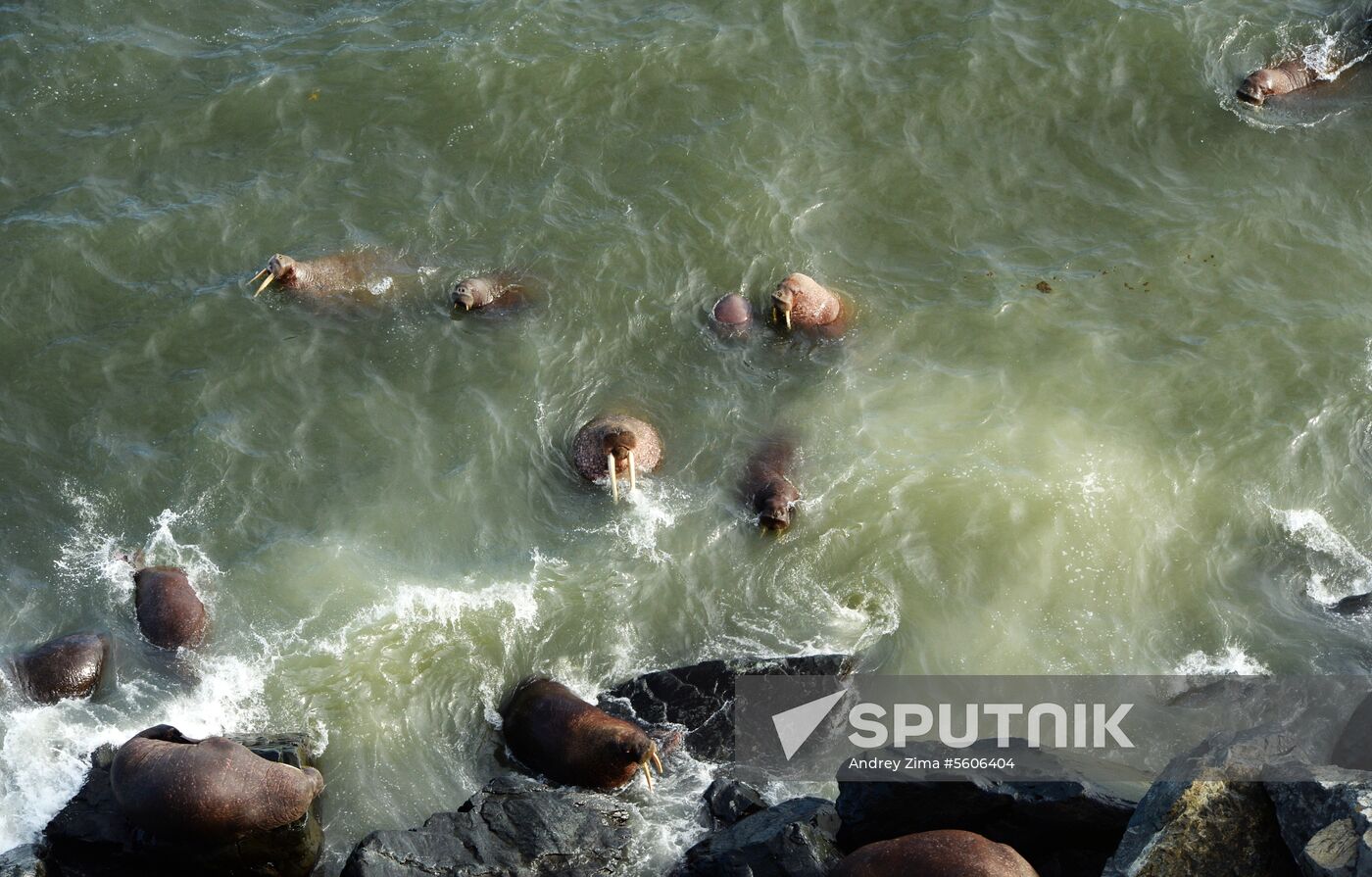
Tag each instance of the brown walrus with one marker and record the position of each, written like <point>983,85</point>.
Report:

---

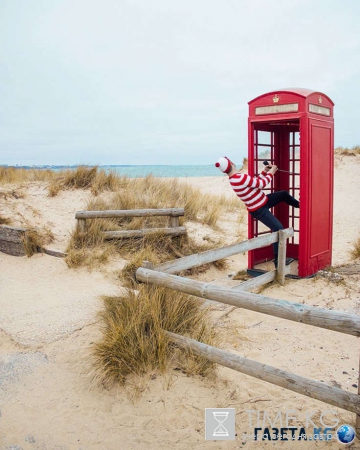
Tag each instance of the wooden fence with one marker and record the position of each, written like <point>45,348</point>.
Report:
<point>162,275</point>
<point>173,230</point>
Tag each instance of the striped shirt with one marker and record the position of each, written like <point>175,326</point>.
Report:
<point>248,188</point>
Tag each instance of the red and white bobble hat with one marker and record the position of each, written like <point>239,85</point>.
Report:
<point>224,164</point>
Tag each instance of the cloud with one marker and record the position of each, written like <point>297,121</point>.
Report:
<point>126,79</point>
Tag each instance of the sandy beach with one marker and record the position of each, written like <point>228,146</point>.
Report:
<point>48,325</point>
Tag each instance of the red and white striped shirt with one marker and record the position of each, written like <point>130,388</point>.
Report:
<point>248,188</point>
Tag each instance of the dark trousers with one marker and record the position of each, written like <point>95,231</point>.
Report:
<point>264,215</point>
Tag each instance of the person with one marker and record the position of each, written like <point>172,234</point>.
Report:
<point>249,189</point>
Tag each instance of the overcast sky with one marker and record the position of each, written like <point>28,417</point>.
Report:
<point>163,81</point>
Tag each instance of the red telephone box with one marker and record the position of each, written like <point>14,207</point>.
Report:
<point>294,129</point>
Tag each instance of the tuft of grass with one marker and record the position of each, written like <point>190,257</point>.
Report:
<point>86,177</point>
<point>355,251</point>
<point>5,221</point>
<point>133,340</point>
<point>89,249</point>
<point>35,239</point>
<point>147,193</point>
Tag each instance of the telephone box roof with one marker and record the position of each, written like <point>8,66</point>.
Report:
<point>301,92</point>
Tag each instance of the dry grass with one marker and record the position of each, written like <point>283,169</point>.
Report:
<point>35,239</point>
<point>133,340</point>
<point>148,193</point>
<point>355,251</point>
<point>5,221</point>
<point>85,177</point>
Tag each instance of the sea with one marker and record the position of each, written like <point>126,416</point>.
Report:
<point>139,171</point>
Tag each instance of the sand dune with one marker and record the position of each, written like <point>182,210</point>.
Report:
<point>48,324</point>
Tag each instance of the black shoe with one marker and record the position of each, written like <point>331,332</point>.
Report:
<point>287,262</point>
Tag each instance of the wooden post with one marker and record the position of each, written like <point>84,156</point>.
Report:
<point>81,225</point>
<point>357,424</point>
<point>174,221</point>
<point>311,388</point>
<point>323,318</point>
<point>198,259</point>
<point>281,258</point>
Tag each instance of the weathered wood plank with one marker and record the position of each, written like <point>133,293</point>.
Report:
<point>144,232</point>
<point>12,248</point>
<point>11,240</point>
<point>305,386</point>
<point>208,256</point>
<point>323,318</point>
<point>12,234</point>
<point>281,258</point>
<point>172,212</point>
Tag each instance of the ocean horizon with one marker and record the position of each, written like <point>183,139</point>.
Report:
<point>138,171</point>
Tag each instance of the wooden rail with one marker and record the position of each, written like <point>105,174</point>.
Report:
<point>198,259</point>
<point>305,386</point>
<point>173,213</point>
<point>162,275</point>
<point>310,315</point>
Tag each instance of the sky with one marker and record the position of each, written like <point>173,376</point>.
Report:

**SET EXERCISE:** Copy the lines of the items word for word, starting at the line that contains "Tag each instance of the person" and ending with the line that contains "<point>85,177</point>", with both of those lines included.

**ANSWER TO THE EXERCISE:**
Tag each instance of the person with one marker and record the position of each, written like <point>172,234</point>.
Report:
<point>249,189</point>
Tag each instance of the overcast sky with one marker and record the position of each, written like <point>28,417</point>.
Report:
<point>163,81</point>
Tag each instance of the red telephone box with one marker and record the position of each, written like <point>14,207</point>.
Report:
<point>294,129</point>
Tag each instance of the tuft of grass with one marker and record the position of each, written like <point>190,257</point>.
Report:
<point>86,177</point>
<point>355,251</point>
<point>5,221</point>
<point>133,340</point>
<point>89,249</point>
<point>35,239</point>
<point>147,193</point>
Tag each instance of the telephone box roof with one marker and record the position of each, written like <point>8,66</point>.
Report:
<point>301,92</point>
Tag each instance of the dry grass with one marker and record the position of each, written like <point>283,169</point>.
Report:
<point>35,239</point>
<point>133,340</point>
<point>148,193</point>
<point>355,251</point>
<point>5,221</point>
<point>85,177</point>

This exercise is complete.